HOW TO COMPLETE THIS TASK - For the data below, tally how many lines contain "ground" and answer only with that tally.

▼▼▼

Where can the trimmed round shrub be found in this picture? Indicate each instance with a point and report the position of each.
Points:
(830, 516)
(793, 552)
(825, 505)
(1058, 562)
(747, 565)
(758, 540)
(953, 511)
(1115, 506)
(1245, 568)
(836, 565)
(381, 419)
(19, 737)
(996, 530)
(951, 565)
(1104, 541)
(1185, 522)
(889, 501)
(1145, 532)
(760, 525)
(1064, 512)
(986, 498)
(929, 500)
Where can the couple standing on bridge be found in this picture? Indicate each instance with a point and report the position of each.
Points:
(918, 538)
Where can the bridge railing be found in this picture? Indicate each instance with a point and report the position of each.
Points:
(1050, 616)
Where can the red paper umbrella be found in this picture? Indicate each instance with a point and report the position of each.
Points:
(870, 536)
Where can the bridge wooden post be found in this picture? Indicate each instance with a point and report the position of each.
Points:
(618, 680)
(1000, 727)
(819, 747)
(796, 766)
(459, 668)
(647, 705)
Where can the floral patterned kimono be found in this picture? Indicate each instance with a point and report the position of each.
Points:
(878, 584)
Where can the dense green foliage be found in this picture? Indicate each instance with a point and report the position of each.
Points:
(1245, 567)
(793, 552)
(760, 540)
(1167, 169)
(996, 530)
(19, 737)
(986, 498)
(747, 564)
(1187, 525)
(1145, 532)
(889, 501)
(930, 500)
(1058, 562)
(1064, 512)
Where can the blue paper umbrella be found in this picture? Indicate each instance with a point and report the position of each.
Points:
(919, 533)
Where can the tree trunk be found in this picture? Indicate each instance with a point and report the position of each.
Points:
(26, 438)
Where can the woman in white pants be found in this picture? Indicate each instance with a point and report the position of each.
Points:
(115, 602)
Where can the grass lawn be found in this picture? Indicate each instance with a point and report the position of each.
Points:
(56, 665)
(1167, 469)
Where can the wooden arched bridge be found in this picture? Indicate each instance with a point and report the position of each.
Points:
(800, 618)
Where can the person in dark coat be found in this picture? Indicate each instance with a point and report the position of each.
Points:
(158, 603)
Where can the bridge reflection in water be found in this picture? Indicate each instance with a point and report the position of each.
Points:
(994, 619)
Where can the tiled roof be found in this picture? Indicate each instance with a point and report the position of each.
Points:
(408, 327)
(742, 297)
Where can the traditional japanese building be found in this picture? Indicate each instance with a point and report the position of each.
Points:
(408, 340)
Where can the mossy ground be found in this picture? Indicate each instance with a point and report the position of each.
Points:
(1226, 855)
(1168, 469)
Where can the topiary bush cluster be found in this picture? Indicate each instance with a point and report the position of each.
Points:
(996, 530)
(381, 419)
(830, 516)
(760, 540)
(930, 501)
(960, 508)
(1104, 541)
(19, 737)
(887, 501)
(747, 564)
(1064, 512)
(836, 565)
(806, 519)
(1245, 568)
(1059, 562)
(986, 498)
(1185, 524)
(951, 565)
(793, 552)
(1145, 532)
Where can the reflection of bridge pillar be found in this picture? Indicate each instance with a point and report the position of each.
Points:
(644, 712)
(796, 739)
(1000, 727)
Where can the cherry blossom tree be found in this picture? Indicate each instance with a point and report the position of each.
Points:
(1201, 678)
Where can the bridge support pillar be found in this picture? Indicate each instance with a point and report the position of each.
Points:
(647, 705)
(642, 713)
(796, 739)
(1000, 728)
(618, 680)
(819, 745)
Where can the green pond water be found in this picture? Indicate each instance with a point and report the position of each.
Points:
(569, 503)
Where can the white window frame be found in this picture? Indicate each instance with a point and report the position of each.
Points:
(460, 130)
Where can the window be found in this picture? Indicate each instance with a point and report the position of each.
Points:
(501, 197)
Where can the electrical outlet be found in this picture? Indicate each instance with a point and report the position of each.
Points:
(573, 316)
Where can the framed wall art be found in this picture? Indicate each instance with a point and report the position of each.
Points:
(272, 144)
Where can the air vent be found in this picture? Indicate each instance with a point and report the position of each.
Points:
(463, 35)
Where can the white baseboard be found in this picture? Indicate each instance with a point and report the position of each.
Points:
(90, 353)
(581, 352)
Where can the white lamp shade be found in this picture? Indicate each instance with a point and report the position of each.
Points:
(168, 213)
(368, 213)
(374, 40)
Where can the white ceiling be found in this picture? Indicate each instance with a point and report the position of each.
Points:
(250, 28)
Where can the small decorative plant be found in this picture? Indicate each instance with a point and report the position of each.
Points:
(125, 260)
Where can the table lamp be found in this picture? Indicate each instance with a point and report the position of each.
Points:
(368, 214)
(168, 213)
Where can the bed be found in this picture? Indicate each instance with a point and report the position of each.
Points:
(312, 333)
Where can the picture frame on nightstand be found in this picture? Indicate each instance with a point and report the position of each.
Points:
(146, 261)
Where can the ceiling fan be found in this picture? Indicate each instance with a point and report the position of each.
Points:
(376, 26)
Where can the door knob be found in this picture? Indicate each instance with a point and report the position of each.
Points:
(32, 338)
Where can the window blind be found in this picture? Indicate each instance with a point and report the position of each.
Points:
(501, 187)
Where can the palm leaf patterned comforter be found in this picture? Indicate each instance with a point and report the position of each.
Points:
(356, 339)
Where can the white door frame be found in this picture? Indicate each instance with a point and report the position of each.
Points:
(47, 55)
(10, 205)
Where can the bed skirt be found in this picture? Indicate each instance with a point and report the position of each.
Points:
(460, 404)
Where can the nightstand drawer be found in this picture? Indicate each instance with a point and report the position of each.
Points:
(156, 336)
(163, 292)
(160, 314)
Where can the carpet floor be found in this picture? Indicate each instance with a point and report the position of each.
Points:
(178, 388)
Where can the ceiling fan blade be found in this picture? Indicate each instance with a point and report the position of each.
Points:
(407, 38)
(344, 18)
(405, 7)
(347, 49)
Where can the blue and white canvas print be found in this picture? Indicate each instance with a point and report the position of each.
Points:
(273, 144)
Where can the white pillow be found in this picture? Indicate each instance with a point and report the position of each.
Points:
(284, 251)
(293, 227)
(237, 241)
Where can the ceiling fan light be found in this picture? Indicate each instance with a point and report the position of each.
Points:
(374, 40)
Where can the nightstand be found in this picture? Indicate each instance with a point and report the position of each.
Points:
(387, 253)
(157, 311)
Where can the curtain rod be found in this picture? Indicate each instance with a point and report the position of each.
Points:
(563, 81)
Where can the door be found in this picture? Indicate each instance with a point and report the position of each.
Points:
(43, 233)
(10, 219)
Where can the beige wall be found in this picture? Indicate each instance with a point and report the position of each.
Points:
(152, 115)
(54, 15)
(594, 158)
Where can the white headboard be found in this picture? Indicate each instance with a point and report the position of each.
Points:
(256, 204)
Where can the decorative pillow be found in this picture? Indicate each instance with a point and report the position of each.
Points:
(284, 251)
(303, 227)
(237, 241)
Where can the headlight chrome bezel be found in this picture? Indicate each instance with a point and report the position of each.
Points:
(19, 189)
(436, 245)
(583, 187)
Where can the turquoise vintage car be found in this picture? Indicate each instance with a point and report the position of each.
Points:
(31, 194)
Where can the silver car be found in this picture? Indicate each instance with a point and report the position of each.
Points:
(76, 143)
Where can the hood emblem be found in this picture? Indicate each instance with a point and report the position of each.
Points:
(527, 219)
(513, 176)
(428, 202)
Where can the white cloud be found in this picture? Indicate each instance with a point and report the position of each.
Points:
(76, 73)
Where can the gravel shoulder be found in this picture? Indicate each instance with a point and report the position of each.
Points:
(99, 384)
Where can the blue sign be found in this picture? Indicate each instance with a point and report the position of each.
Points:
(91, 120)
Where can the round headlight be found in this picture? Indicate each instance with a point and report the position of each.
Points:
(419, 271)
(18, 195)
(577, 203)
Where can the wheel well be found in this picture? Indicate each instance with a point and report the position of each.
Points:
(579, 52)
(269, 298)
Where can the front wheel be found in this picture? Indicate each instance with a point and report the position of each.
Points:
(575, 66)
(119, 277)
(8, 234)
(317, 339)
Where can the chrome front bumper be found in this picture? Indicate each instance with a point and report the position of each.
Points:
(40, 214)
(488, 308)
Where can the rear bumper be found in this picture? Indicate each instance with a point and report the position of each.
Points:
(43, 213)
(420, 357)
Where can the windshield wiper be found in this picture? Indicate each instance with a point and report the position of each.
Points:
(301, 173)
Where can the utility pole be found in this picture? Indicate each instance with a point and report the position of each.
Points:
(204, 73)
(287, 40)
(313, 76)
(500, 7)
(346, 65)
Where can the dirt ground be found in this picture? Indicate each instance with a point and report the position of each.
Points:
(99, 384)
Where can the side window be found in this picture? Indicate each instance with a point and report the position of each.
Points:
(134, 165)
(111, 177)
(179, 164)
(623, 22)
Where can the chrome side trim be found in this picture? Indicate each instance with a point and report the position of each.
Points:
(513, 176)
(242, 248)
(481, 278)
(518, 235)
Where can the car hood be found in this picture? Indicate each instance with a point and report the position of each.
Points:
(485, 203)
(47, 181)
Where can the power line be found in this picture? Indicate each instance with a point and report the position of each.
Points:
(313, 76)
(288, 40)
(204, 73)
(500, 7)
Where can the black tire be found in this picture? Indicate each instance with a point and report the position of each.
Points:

▲▲▲

EXERCISE OUTPUT - 2